» **TASK GOAL**
Return every line of the records below verbatim, omitting the pictures.

» **DATA FOR THIS TASK**
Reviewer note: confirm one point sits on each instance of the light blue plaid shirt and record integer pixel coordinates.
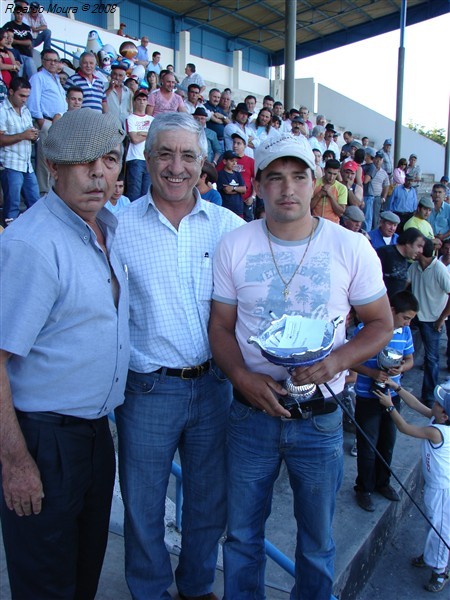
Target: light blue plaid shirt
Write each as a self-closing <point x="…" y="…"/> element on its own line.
<point x="17" y="156"/>
<point x="170" y="280"/>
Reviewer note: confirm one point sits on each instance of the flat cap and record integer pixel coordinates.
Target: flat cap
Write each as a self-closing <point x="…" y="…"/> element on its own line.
<point x="81" y="136"/>
<point x="388" y="215"/>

» **EXPECTED OUTPUT**
Reviewer note: confirm one point sits on each instance of the light blue plaid shirt and record integer pixel coordinates.
Target: light blue plaid shirt
Write each as a self-closing <point x="…" y="…"/> element on its own line.
<point x="17" y="156"/>
<point x="170" y="280"/>
Reviewer note: confirm one point sits on each instance of the flat cap and record integer pixel coordinates.
Target: flat cap
Write each as a self-closing <point x="…" y="…"/> element on its own line.
<point x="81" y="136"/>
<point x="388" y="215"/>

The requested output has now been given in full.